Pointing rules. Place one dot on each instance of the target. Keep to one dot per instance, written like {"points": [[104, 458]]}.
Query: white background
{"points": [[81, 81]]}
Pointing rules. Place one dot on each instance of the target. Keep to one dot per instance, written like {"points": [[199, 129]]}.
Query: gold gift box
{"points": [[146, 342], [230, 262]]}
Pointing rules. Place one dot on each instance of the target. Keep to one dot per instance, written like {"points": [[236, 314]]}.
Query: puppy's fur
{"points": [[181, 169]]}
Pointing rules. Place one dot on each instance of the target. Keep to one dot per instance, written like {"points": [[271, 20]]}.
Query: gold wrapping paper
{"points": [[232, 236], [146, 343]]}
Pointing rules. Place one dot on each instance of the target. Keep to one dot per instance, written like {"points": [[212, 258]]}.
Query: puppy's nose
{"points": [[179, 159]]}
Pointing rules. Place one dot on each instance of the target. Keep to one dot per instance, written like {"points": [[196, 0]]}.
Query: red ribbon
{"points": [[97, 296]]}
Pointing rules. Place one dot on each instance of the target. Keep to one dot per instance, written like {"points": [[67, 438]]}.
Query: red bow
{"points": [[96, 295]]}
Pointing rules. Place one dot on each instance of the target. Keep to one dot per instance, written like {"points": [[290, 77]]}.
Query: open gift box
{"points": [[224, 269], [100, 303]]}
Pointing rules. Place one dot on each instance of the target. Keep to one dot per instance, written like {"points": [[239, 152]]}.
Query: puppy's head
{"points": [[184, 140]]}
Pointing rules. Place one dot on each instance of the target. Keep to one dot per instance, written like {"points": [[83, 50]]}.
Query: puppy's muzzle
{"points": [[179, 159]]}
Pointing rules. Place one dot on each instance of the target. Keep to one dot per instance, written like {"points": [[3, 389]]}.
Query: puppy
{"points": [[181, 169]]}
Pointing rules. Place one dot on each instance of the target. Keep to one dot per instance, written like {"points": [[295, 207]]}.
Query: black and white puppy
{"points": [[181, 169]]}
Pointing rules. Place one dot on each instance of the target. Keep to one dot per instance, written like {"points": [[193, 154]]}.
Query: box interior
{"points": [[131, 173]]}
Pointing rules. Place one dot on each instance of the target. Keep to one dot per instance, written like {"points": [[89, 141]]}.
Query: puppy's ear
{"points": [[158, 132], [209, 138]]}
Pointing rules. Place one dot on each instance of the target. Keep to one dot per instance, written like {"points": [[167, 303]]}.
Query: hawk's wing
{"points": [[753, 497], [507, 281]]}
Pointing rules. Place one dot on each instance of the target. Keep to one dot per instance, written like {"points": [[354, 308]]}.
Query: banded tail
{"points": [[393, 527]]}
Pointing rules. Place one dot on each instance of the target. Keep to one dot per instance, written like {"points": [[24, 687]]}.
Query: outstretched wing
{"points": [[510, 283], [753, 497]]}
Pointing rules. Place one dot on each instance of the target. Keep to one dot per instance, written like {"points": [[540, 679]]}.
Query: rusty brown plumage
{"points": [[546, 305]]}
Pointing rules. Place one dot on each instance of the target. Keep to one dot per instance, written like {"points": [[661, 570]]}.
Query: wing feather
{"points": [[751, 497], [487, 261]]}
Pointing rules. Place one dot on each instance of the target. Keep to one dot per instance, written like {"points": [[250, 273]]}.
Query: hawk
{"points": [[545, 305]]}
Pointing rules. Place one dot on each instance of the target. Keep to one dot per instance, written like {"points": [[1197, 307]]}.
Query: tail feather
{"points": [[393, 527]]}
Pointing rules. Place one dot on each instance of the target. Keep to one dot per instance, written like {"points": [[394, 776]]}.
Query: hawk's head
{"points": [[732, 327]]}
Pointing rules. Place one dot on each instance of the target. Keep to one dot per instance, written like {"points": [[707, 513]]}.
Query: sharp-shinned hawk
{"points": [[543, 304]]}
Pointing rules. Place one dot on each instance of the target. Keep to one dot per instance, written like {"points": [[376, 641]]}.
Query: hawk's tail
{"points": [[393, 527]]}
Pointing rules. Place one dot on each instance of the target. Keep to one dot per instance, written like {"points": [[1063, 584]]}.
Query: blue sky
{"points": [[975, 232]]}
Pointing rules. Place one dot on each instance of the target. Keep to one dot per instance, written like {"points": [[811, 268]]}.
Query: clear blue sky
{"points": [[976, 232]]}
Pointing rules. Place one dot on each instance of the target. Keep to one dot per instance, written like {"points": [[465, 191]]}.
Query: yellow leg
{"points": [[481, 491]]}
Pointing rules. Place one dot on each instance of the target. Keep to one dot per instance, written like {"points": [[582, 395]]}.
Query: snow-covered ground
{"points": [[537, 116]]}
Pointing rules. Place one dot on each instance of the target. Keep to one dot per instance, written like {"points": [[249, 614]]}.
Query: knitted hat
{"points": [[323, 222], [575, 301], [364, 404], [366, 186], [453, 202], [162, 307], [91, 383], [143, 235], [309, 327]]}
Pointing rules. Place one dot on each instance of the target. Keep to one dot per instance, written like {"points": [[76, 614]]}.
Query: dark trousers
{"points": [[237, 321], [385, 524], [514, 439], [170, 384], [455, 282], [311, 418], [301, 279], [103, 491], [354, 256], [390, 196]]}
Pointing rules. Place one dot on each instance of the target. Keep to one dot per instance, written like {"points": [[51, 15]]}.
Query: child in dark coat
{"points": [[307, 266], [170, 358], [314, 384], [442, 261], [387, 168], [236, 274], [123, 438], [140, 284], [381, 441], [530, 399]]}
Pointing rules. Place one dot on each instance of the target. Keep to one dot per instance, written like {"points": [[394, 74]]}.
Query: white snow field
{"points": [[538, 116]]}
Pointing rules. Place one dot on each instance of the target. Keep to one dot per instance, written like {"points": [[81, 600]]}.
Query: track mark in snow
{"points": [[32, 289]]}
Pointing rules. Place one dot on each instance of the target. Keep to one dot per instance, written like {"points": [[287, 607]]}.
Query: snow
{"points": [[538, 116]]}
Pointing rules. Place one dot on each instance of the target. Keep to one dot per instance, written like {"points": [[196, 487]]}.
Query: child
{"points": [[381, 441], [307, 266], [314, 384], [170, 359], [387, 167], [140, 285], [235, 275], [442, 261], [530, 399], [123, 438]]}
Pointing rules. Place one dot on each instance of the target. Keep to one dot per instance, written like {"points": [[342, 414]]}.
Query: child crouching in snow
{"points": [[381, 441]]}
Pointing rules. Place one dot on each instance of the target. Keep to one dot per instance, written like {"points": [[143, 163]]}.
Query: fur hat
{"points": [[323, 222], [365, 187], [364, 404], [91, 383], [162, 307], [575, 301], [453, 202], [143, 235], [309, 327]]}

□ □ □ □ □ □ □

Problem description » Word for word, set down all of the records above.

Result »
Pointing rules. Place one dot on each instance of the target. Keep to one dot per instance, written like {"points": [[104, 458]]}.
Query: white background
{"points": [[81, 81]]}
Pointing rules. Place one dot on each instance of the target. Keep to one dot per instance, written like {"points": [[199, 129]]}.
Query: gold gift box
{"points": [[146, 342], [230, 262]]}
Pointing rules. Place one dot on each instance of the target. Keep to one dot per instance, written like {"points": [[236, 314]]}.
Query: puppy's fur
{"points": [[181, 169]]}
Pointing rules. Place one dot on each instance of the target. Keep to one dot per instance, written like {"points": [[271, 20]]}.
Query: gold wrapping paper
{"points": [[232, 236], [146, 343]]}
Pointing rules. Place one dot on each instance of the target. Keep to one dot per instance, written like {"points": [[212, 258]]}.
Query: puppy's nose
{"points": [[179, 159]]}
Pointing rules. Place one dot on each instance of the target. Keep to one dot per instance, written like {"points": [[196, 0]]}.
Query: red ribbon
{"points": [[97, 296]]}
Pointing rules. Place one dot on each instance of the target. Keep to one dot per instance, written like {"points": [[67, 438]]}.
Query: red bow
{"points": [[96, 295]]}
Pointing rules. Place one dot on each instance of the target. Keep to one dot per instance, written like {"points": [[290, 77]]}.
Query: open gift box
{"points": [[224, 269], [100, 303]]}
Pointing rules. Place one dot on each instance of the target. Keep to one dot per instance, written like {"points": [[239, 152]]}.
Query: puppy's head
{"points": [[184, 140]]}
Pointing rules. Place one dot on each instance of the target. Keep to one dot per instance, written like {"points": [[83, 50]]}.
Query: puppy's muzzle
{"points": [[179, 159]]}
Pointing rules. Place one dot on each instance of the target. Keep to one dot per instance, written like {"points": [[3, 389]]}.
Query: puppy
{"points": [[181, 169]]}
Pointing rules. Place one dot on each instance of the target. Keep to one dot per instance, written like {"points": [[295, 207]]}.
Query: black and white puppy
{"points": [[181, 169]]}
Pointing rules. Place one dot on each instance of the target. Keep to one dot per instance, written like {"points": [[193, 154]]}.
Query: box interior
{"points": [[131, 173]]}
Pointing rules. Place one dot on each instance of the target. Keep to one dot per instance, written like {"points": [[89, 141]]}.
Query: puppy's ear
{"points": [[158, 132], [209, 138]]}
Pointing rules. Place one dot on each instance of the target. Keep to one dot per instance, written like {"points": [[167, 303]]}.
Query: hawk's wing
{"points": [[753, 497], [507, 281]]}
Pointing rules. Place one dot on each instance of the target. Keep to one dot per instance, written like {"points": [[354, 308]]}.
Query: banded tail
{"points": [[393, 527]]}
Pointing rules. Place one dot on each instance of the target. Keep to one dot per instance, written like {"points": [[24, 687]]}.
Query: outstretched wing
{"points": [[510, 283], [753, 497]]}
Pointing rules. Place one dot on each instance of the target. Keep to one dot per instance, written like {"points": [[540, 679]]}.
Query: rusty brown plumage
{"points": [[546, 305]]}
Pointing rules. Place one dot on each instance of the target. Keep to one dot per instance, written like {"points": [[661, 570]]}.
Query: wing feather
{"points": [[751, 497], [487, 261]]}
Pointing rules. Place one dot on each instance of the target. Keep to one dot per instance, written like {"points": [[250, 273]]}.
Query: hawk
{"points": [[545, 305]]}
Pointing rules. Place one dot on each instance of the target. Keep to one dot per instance, written like {"points": [[1197, 307]]}.
Query: tail feather
{"points": [[393, 527]]}
Pointing rules. Place one dot on each instance of the target. Keep to one dot per instance, written like {"points": [[394, 776]]}.
Query: hawk's head
{"points": [[732, 327]]}
Pointing rules. Place one dot on each instance of the target. Keep to one dot per instance, written like {"points": [[707, 513]]}.
Query: sharp-shinned hawk
{"points": [[543, 304]]}
Pointing rules. Place one dot on each instance of the target. Keep to one dot per instance, written like {"points": [[376, 641]]}.
Query: hawk's tail
{"points": [[393, 527]]}
Pointing rules. Place one dot on each instance of the target. Keep to one dot per instance, written like {"points": [[1063, 584]]}.
Query: blue sky
{"points": [[975, 232]]}
Pointing rules. Place one dot on each instance of the target. Keep to one dot per instance, written like {"points": [[811, 268]]}.
Query: clear blue sky
{"points": [[976, 232]]}
Pointing rules. Place one dot on each instance of the target. Keep to one dot per instance, written like {"points": [[465, 191]]}.
Query: yellow leg
{"points": [[481, 491]]}
Pointing rules. Place one dot on each instance of the target. Keep to one dot per instance, written like {"points": [[582, 395]]}.
Query: snow-covered ground
{"points": [[537, 116]]}
Pointing rules. Place one dot on each instance of the target. Keep to one dot per instance, written like {"points": [[249, 614]]}.
Query: knitted hat
{"points": [[323, 222], [575, 301], [364, 404], [366, 186], [453, 202], [162, 307], [91, 383], [143, 235], [309, 327]]}
Pointing rules. Place one dot on each instance of the target. Keep to one dot per instance, written like {"points": [[76, 614]]}.
Query: dark trousers
{"points": [[237, 321], [385, 524], [514, 439], [170, 384], [455, 282], [311, 418], [301, 279], [103, 491], [354, 256], [390, 196]]}
Pointing rules. Place one dot on each instance of the target. Keep to one dot per instance, written like {"points": [[51, 15]]}.
Query: child in dark coat
{"points": [[307, 266], [170, 358], [314, 384], [442, 261], [387, 168], [236, 274], [123, 438], [140, 284], [381, 441], [530, 399]]}
Pointing rules. Place one dot on each instance of the target. Keep to one dot per instance, written like {"points": [[394, 74]]}.
Query: white snow field
{"points": [[538, 116]]}
Pointing rules. Place one dot on each instance of the target. Keep to one dot per instance, written like {"points": [[81, 600]]}.
Query: track mark in snow
{"points": [[32, 289]]}
Pointing rules. Place one dot on each instance of the target. Keep to one dot per instance, written like {"points": [[287, 607]]}.
Query: snow
{"points": [[538, 116]]}
Pointing rules. Place one dot on each instance of the target. Keep to one dot per instance, written like {"points": [[196, 487]]}.
Query: child
{"points": [[381, 441], [307, 266], [314, 384], [170, 359], [387, 167], [140, 285], [235, 275], [442, 261], [530, 399], [123, 438]]}
Pointing rules. Place one dot on each instance of the target. Keep to one dot per instance, written like {"points": [[342, 414]]}.
Query: child crouching in snow
{"points": [[381, 441]]}
Pointing rules. Place one dot on each instance of the target. Keep to one dot per instance, written like {"points": [[143, 163]]}.
Query: fur hat
{"points": [[323, 222], [365, 187], [364, 404], [91, 383], [162, 307], [575, 301], [453, 202], [143, 235], [309, 327]]}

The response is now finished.